→ **Data section**:
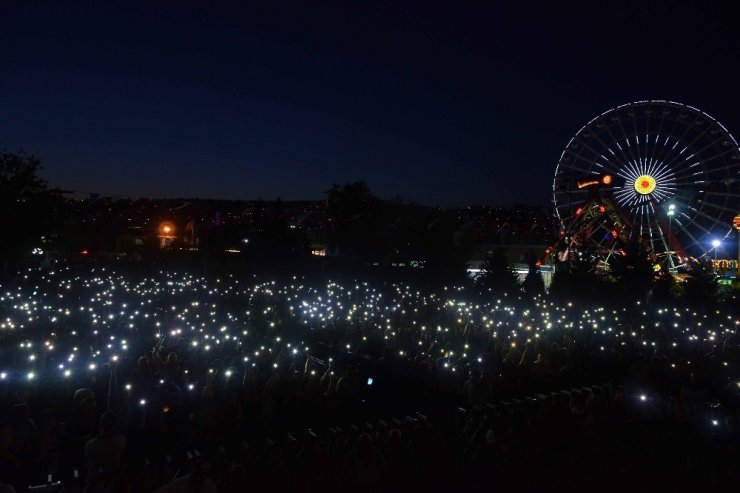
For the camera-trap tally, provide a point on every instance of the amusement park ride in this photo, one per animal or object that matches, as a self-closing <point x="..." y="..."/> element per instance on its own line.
<point x="660" y="173"/>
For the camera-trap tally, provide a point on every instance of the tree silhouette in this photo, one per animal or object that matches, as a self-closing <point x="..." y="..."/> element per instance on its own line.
<point x="28" y="206"/>
<point x="701" y="285"/>
<point x="577" y="280"/>
<point x="498" y="275"/>
<point x="533" y="284"/>
<point x="633" y="271"/>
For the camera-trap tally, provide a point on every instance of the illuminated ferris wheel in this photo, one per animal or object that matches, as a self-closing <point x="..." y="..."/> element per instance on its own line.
<point x="676" y="176"/>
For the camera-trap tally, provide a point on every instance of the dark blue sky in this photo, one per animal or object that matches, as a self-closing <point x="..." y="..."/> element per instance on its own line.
<point x="456" y="104"/>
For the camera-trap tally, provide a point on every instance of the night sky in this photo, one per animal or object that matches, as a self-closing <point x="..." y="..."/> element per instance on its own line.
<point x="444" y="105"/>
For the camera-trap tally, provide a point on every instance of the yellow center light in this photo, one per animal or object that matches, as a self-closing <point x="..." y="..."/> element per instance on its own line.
<point x="644" y="184"/>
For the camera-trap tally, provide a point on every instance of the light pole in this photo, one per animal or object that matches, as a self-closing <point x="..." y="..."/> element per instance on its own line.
<point x="715" y="243"/>
<point x="671" y="212"/>
<point x="736" y="224"/>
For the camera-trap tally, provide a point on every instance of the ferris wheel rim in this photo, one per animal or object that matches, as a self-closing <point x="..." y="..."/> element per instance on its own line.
<point x="699" y="129"/>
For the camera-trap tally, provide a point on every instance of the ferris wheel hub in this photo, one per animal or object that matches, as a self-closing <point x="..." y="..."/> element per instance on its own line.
<point x="645" y="184"/>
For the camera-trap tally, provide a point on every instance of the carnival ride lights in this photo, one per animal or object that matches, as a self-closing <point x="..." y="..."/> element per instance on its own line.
<point x="675" y="176"/>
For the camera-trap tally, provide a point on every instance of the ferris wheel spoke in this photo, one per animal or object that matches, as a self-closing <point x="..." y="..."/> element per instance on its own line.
<point x="665" y="148"/>
<point x="627" y="140"/>
<point x="615" y="142"/>
<point x="667" y="154"/>
<point x="696" y="223"/>
<point x="609" y="166"/>
<point x="691" y="145"/>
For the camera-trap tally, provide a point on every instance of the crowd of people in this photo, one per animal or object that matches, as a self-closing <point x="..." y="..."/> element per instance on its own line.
<point x="168" y="381"/>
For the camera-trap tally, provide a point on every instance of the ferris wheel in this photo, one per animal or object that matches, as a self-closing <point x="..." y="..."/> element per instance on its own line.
<point x="676" y="175"/>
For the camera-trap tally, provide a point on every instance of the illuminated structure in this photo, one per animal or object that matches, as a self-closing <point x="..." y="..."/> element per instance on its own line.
<point x="166" y="234"/>
<point x="673" y="183"/>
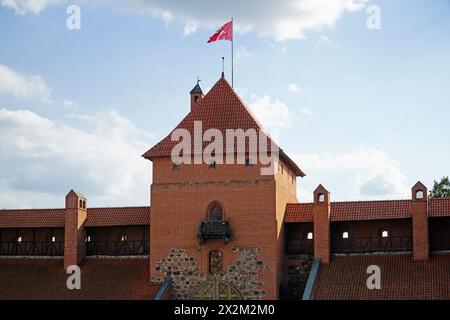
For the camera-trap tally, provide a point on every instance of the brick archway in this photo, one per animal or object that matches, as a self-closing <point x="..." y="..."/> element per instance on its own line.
<point x="216" y="290"/>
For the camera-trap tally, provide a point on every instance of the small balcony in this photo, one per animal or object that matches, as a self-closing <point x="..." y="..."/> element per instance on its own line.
<point x="214" y="230"/>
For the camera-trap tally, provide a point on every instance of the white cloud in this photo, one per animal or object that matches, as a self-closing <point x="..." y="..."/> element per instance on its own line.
<point x="293" y="88"/>
<point x="24" y="6"/>
<point x="242" y="52"/>
<point x="305" y="111"/>
<point x="280" y="20"/>
<point x="23" y="87"/>
<point x="189" y="28"/>
<point x="271" y="114"/>
<point x="98" y="154"/>
<point x="69" y="103"/>
<point x="366" y="173"/>
<point x="324" y="39"/>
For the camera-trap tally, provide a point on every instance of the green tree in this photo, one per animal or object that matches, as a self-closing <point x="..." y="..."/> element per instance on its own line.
<point x="441" y="189"/>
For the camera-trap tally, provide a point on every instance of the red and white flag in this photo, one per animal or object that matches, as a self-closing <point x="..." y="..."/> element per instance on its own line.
<point x="224" y="33"/>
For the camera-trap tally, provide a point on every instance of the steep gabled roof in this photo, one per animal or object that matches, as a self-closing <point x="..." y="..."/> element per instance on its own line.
<point x="220" y="109"/>
<point x="32" y="218"/>
<point x="119" y="216"/>
<point x="345" y="277"/>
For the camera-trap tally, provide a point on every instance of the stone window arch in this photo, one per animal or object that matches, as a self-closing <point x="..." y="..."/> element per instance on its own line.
<point x="215" y="212"/>
<point x="419" y="194"/>
<point x="215" y="261"/>
<point x="321" y="198"/>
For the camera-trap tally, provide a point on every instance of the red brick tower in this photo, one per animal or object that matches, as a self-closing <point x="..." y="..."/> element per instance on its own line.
<point x="74" y="234"/>
<point x="216" y="229"/>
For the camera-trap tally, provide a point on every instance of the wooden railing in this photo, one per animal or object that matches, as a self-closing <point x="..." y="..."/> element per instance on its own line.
<point x="214" y="230"/>
<point x="31" y="248"/>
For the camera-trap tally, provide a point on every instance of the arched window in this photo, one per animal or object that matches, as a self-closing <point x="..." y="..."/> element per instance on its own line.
<point x="215" y="261"/>
<point x="321" y="198"/>
<point x="215" y="213"/>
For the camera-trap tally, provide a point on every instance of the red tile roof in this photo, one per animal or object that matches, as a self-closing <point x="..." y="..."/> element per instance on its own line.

→ **Instructions for the task**: Write out every line of the entries without changing anything, from the line containing "of the wooden" through the last line of the entries, including both.

→ **Solution to this problem**:
For the camera-trap tally, provide a point on every instance of the wooden railing in this photo, one per animal or object that matches, as a self-closing <point x="..." y="..."/> element per instance on its own line.
<point x="214" y="230"/>
<point x="31" y="248"/>
For the camera-trap tally, provide a point on every instance of the arched window in this photo, one per animal or object that matches, as a self-closing <point x="..." y="..."/> element per instance on its own line.
<point x="215" y="261"/>
<point x="321" y="198"/>
<point x="215" y="213"/>
For the camera-trap tally, provide a point on every instance of the red tile roof in this photo, one per animal or object that matches, as a self-closing <point x="..." y="..."/> element per instance on its own line.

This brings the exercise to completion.